__WRITTEN REQUEST__. Recast the lines from the one with "get_box(goat beard)" through the one with "top-left (227, 159), bottom-right (241, 197)" as a Markdown table with the columns Row and Line, numbering each line and leaving out any blank lines.

##### RECORDS TO USE

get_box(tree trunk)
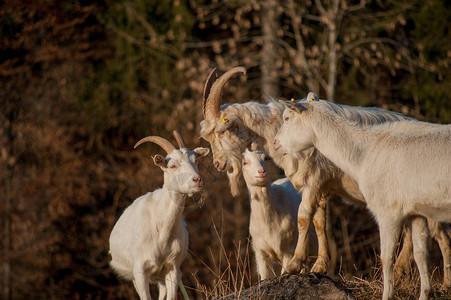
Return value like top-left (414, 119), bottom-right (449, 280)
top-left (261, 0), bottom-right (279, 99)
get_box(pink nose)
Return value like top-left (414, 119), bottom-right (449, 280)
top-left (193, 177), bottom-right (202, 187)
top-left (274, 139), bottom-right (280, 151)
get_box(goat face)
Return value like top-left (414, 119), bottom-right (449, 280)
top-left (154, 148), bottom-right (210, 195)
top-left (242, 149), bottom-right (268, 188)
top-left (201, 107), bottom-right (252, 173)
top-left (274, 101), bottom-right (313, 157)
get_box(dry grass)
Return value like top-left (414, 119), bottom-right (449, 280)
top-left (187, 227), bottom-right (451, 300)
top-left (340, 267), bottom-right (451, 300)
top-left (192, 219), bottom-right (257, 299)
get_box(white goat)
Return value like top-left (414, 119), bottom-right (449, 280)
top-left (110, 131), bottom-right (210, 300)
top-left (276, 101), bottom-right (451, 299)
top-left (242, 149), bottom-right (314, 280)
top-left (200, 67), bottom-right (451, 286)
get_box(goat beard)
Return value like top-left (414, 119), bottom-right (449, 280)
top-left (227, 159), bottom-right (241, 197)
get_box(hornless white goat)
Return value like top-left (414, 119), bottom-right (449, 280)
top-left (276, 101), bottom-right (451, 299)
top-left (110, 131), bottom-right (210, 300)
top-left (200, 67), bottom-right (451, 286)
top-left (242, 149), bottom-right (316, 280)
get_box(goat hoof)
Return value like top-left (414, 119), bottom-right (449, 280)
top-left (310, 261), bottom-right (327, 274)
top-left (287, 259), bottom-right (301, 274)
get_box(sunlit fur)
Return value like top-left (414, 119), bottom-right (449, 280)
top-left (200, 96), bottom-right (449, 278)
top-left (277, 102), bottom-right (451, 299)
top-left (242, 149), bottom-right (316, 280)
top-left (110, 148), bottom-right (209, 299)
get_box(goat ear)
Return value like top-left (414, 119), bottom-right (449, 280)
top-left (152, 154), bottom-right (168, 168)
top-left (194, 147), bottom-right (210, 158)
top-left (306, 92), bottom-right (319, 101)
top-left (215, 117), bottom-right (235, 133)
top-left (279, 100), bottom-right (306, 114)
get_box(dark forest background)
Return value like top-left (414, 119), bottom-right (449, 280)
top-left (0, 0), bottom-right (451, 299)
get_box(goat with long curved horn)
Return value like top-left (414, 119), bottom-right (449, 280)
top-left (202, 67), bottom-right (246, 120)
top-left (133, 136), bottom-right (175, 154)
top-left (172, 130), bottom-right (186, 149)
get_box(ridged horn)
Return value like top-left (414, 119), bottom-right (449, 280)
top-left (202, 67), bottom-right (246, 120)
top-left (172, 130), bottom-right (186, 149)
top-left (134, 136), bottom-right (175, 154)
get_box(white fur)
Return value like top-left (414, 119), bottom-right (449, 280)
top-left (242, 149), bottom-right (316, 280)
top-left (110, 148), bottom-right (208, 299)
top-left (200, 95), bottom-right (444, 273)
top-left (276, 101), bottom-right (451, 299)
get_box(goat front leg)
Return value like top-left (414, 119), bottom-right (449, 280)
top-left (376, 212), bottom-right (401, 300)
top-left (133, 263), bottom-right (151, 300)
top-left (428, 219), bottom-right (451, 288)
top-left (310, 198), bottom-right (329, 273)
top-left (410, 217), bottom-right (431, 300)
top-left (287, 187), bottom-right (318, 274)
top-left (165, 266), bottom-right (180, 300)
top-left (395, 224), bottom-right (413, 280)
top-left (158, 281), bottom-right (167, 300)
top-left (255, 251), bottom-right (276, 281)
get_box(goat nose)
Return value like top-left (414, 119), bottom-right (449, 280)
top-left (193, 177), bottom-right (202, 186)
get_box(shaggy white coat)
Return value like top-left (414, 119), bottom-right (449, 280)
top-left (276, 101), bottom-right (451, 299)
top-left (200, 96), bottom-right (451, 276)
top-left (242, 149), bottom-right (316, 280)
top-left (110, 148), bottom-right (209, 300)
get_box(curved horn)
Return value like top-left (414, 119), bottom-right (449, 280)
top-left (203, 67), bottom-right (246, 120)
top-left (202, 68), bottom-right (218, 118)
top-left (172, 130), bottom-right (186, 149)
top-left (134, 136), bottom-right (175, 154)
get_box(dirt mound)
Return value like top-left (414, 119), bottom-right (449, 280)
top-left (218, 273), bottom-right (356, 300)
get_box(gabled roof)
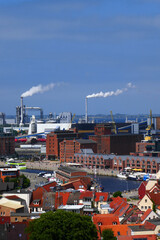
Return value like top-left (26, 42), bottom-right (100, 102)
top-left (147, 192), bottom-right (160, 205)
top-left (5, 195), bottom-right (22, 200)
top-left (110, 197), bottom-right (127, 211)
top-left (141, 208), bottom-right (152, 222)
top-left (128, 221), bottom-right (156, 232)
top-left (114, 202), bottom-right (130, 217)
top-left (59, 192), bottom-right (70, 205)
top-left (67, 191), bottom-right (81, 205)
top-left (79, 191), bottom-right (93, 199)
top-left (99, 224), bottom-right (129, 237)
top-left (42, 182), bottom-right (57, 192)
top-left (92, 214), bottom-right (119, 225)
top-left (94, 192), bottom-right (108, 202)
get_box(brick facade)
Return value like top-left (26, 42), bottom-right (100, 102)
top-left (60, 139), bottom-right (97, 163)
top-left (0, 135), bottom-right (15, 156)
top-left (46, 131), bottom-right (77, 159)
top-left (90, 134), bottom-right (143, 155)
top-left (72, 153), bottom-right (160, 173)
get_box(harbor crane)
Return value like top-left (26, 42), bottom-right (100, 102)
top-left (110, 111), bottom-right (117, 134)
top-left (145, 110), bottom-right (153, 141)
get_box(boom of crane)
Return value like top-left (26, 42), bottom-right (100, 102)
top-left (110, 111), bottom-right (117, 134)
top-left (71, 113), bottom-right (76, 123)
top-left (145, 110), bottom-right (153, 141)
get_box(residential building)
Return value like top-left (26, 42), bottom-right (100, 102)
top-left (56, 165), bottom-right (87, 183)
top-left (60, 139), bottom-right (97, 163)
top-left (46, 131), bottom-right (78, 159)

##########
##### RECORDS TO USE

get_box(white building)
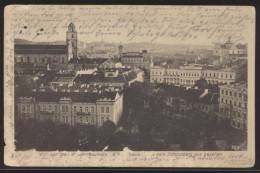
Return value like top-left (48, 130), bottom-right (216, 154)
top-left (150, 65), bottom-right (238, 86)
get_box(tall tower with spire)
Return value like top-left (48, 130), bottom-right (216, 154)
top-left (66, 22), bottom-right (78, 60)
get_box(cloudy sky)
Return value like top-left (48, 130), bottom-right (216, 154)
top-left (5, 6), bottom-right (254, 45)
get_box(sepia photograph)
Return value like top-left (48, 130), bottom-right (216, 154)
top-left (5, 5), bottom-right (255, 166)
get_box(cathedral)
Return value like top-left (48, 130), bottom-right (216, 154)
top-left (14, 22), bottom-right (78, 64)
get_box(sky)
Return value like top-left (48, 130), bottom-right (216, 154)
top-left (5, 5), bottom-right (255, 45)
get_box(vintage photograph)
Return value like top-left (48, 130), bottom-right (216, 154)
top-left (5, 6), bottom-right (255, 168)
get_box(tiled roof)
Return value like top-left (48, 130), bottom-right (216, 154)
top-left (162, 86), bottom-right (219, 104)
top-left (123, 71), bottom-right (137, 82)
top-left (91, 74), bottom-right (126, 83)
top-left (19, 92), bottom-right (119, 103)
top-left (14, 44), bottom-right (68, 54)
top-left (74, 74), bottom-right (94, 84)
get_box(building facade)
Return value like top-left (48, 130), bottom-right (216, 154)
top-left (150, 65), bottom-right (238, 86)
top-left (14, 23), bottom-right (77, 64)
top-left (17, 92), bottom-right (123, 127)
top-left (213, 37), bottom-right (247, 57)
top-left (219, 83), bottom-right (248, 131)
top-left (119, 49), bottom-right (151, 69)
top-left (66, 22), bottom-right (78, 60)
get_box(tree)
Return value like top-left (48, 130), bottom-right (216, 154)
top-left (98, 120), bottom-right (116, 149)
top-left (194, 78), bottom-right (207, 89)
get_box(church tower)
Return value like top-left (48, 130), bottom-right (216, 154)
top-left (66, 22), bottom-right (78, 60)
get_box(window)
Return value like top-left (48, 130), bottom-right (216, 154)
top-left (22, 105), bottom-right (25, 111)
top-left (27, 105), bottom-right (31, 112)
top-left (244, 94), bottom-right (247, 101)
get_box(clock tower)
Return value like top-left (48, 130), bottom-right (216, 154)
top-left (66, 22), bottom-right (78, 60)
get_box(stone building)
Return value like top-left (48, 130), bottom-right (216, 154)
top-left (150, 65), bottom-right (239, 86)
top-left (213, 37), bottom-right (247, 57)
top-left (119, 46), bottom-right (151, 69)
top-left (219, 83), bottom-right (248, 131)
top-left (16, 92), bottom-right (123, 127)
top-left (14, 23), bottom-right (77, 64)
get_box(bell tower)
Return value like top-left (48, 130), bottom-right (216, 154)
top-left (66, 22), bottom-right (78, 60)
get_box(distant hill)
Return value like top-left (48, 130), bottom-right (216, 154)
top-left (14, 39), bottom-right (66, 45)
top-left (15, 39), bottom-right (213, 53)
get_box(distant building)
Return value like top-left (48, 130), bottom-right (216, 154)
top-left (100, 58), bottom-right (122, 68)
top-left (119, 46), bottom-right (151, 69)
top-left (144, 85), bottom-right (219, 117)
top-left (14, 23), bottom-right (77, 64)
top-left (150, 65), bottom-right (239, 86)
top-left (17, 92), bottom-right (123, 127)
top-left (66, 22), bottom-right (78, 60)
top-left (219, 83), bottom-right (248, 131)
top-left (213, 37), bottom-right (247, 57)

##########

__EXPECTED ANSWER__.
| Row | Line |
|---|---|
| 1 | get_box(goat beard) |
| 2 | Return value like top-left (414, 119), bottom-right (449, 280) |
| 3 | top-left (227, 159), bottom-right (241, 197) |